Exact copies of all entries are expected.

Saved entries:

....

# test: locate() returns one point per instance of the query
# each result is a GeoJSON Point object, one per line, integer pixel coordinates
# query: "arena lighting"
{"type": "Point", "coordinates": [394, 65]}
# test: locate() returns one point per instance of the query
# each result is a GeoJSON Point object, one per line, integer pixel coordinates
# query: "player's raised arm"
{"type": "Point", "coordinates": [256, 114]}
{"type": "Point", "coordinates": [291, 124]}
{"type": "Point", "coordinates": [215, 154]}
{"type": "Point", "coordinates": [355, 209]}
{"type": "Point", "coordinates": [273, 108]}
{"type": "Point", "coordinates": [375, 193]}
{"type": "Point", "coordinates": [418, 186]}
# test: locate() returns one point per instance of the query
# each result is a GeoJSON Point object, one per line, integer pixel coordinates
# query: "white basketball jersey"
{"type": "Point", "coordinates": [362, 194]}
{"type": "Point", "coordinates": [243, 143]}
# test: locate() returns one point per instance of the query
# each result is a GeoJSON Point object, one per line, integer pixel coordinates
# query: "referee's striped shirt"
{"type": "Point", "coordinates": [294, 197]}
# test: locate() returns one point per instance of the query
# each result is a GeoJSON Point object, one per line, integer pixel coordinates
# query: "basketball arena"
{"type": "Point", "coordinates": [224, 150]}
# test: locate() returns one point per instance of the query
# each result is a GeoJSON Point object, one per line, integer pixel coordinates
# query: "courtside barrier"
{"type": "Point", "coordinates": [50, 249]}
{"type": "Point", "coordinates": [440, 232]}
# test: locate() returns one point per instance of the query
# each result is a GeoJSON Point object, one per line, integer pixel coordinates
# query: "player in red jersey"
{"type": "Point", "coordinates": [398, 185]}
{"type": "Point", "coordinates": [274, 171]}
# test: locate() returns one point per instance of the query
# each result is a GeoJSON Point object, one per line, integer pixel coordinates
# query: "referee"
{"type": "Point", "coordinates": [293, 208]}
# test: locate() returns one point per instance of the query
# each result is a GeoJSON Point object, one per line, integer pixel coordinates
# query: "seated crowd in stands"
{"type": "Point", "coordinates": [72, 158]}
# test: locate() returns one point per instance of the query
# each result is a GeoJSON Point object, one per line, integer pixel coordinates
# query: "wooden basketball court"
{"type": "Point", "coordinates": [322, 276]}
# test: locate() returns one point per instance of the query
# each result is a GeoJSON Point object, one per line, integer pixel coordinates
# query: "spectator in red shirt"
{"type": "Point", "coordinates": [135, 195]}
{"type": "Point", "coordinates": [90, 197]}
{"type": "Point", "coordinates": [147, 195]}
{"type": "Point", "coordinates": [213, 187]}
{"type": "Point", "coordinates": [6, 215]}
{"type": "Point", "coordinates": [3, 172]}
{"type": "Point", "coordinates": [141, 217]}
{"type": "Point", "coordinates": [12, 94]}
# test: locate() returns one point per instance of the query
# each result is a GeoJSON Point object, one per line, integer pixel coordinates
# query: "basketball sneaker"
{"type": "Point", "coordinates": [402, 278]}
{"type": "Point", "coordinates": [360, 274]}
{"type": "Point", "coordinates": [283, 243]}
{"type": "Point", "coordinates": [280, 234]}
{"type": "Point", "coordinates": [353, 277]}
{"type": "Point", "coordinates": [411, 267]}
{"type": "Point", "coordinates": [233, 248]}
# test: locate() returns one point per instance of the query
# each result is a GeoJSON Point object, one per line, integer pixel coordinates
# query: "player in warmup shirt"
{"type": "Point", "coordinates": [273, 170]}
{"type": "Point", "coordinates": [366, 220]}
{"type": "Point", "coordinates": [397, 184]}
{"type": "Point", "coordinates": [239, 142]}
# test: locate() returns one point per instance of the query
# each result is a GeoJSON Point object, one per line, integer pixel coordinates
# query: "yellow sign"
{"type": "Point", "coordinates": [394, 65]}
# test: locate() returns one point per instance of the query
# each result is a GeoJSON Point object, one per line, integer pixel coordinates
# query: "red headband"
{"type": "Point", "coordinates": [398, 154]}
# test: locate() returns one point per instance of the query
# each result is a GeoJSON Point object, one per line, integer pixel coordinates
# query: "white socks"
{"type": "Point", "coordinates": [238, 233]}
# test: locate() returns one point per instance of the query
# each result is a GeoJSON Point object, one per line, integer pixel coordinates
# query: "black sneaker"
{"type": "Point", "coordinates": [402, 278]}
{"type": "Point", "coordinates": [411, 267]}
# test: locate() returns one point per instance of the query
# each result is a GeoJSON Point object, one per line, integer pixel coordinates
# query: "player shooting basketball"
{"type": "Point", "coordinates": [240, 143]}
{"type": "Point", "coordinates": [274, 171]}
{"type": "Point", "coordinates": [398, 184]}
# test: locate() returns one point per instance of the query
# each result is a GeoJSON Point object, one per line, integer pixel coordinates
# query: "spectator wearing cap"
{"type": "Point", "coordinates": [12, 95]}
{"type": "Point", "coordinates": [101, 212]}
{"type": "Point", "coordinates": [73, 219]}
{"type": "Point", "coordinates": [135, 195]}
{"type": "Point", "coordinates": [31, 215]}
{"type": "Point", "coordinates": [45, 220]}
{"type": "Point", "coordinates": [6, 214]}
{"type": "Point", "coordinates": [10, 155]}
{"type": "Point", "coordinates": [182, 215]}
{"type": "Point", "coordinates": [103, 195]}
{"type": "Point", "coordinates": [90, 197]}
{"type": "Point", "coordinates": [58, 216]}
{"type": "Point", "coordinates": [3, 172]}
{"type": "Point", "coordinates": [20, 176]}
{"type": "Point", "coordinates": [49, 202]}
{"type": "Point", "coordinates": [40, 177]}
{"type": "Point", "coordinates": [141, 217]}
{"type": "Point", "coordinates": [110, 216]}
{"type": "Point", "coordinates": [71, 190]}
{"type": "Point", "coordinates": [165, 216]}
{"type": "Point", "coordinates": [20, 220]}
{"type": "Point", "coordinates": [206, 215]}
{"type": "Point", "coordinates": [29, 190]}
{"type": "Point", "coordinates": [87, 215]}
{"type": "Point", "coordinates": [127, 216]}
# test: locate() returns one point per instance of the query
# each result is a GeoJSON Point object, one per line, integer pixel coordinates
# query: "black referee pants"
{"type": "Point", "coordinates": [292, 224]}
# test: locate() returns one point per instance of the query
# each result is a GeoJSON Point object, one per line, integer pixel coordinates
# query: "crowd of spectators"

....

### Answer to the exercise
# test: locate() returns one point per instance of the query
# each result is a GeoJSON Point object, one per line, integer pixel coordinates
# query: "arena lighting"
{"type": "Point", "coordinates": [394, 65]}
# test: locate() returns one point per instance of the query
# each result is a GeoJSON Point object, one per line, integer pixel coordinates
# query: "player's raised arm"
{"type": "Point", "coordinates": [256, 114]}
{"type": "Point", "coordinates": [291, 124]}
{"type": "Point", "coordinates": [215, 154]}
{"type": "Point", "coordinates": [355, 209]}
{"type": "Point", "coordinates": [273, 108]}
{"type": "Point", "coordinates": [375, 193]}
{"type": "Point", "coordinates": [418, 186]}
# test: locate() returns one point per instance of the query
# each result is a GeoJSON Point object, one per line, integer pixel coordinates
# query: "white basketball jersey"
{"type": "Point", "coordinates": [362, 194]}
{"type": "Point", "coordinates": [243, 143]}
# test: locate() returns one point per instance of the query
# each result is a GeoJSON Point object, one per line, integer pixel coordinates
# query: "referee's striped shirt"
{"type": "Point", "coordinates": [294, 197]}
# test: locate() returns one point per instance of the query
# each result is a GeoJSON Point object, one per line, integer pixel coordinates
# query: "basketball arena"
{"type": "Point", "coordinates": [224, 150]}
# test: locate() returns one point per instance of the query
# each result is a GeoJSON Point object, one per line, integer pixel coordinates
# query: "courtside barrier"
{"type": "Point", "coordinates": [50, 249]}
{"type": "Point", "coordinates": [440, 232]}
# test: locate() returns one point per instance of the query
# each result is a GeoJSON Point object, one per line, integer pixel coordinates
# query: "player in red jersey"
{"type": "Point", "coordinates": [398, 185]}
{"type": "Point", "coordinates": [274, 171]}
# test: locate() returns one point per instance of the query
# each result is a GeoJSON Point object, one per line, integer pixel coordinates
# query: "referee"
{"type": "Point", "coordinates": [293, 208]}
# test: locate() returns one point per instance of the query
# each result is a GeoJSON Point object, one per line, integer pixel coordinates
# query: "seated crowd in stands"
{"type": "Point", "coordinates": [72, 158]}
# test: locate() returns one point per instance of the query
# each result is a GeoJSON Point object, one per line, integer pixel coordinates
# query: "wooden basketball court"
{"type": "Point", "coordinates": [322, 276]}
# test: locate() returns one point per instance of the query
# each result is a GeoJSON Point object, one per line, integer pixel coordinates
# query: "spectator in red shirt"
{"type": "Point", "coordinates": [135, 195]}
{"type": "Point", "coordinates": [90, 197]}
{"type": "Point", "coordinates": [147, 195]}
{"type": "Point", "coordinates": [213, 187]}
{"type": "Point", "coordinates": [6, 215]}
{"type": "Point", "coordinates": [3, 172]}
{"type": "Point", "coordinates": [141, 217]}
{"type": "Point", "coordinates": [12, 94]}
# test: locate() returns one point per instance of the query
# each result is a GeoJSON Point object, one per line, integer pixel coordinates
# query: "basketball sneaker"
{"type": "Point", "coordinates": [402, 278]}
{"type": "Point", "coordinates": [360, 274]}
{"type": "Point", "coordinates": [283, 243]}
{"type": "Point", "coordinates": [280, 234]}
{"type": "Point", "coordinates": [353, 277]}
{"type": "Point", "coordinates": [411, 267]}
{"type": "Point", "coordinates": [233, 248]}
# test: locate() returns one point per instance of the query
# each result is a GeoJSON Point object, one per line, integer pixel coordinates
# query: "player in warmup shirt"
{"type": "Point", "coordinates": [273, 170]}
{"type": "Point", "coordinates": [366, 220]}
{"type": "Point", "coordinates": [397, 184]}
{"type": "Point", "coordinates": [239, 142]}
# test: locate() returns one point per instance of the query
# each result is a GeoJSON Point object, one per line, integer pixel coordinates
# query: "yellow sign"
{"type": "Point", "coordinates": [394, 65]}
# test: locate() returns one point per instance of the query
# each result is a GeoJSON Point object, one per line, integer pixel coordinates
# query: "red headband"
{"type": "Point", "coordinates": [398, 154]}
# test: locate() returns one point per instance of the query
# each result is a GeoJSON Point object, one per line, integer pixel coordinates
# query: "white socks"
{"type": "Point", "coordinates": [238, 233]}
# test: locate() returns one point per instance of the query
# each result is a GeoJSON Point object, one per line, integer pixel coordinates
# query: "black sneaker"
{"type": "Point", "coordinates": [402, 278]}
{"type": "Point", "coordinates": [411, 267]}
# test: locate() returns one point per instance of the query
# each result is a GeoJSON Point object, one per line, integer pixel coordinates
# query: "player shooting basketball"
{"type": "Point", "coordinates": [240, 143]}
{"type": "Point", "coordinates": [274, 171]}
{"type": "Point", "coordinates": [398, 184]}
# test: locate() returns one point per instance of the query
# each result is a GeoJSON Point object, one per line, integer pixel coordinates
# query: "spectator wearing cap"
{"type": "Point", "coordinates": [12, 95]}
{"type": "Point", "coordinates": [101, 212]}
{"type": "Point", "coordinates": [73, 219]}
{"type": "Point", "coordinates": [135, 195]}
{"type": "Point", "coordinates": [31, 215]}
{"type": "Point", "coordinates": [45, 220]}
{"type": "Point", "coordinates": [6, 214]}
{"type": "Point", "coordinates": [10, 155]}
{"type": "Point", "coordinates": [182, 215]}
{"type": "Point", "coordinates": [103, 195]}
{"type": "Point", "coordinates": [90, 197]}
{"type": "Point", "coordinates": [58, 216]}
{"type": "Point", "coordinates": [3, 172]}
{"type": "Point", "coordinates": [20, 176]}
{"type": "Point", "coordinates": [49, 202]}
{"type": "Point", "coordinates": [40, 177]}
{"type": "Point", "coordinates": [141, 217]}
{"type": "Point", "coordinates": [110, 216]}
{"type": "Point", "coordinates": [71, 190]}
{"type": "Point", "coordinates": [165, 216]}
{"type": "Point", "coordinates": [20, 220]}
{"type": "Point", "coordinates": [206, 215]}
{"type": "Point", "coordinates": [29, 190]}
{"type": "Point", "coordinates": [87, 215]}
{"type": "Point", "coordinates": [127, 216]}
# test: locate() returns one point per instance of the query
# each result is a GeoJSON Point object, one per line, integer pixel coordinates
# query: "black referee pants"
{"type": "Point", "coordinates": [292, 224]}
# test: locate() returns one point per instance of the query
# each result is a GeoJSON Point object, one per line, integer pixel coordinates
# query: "crowd of spectators"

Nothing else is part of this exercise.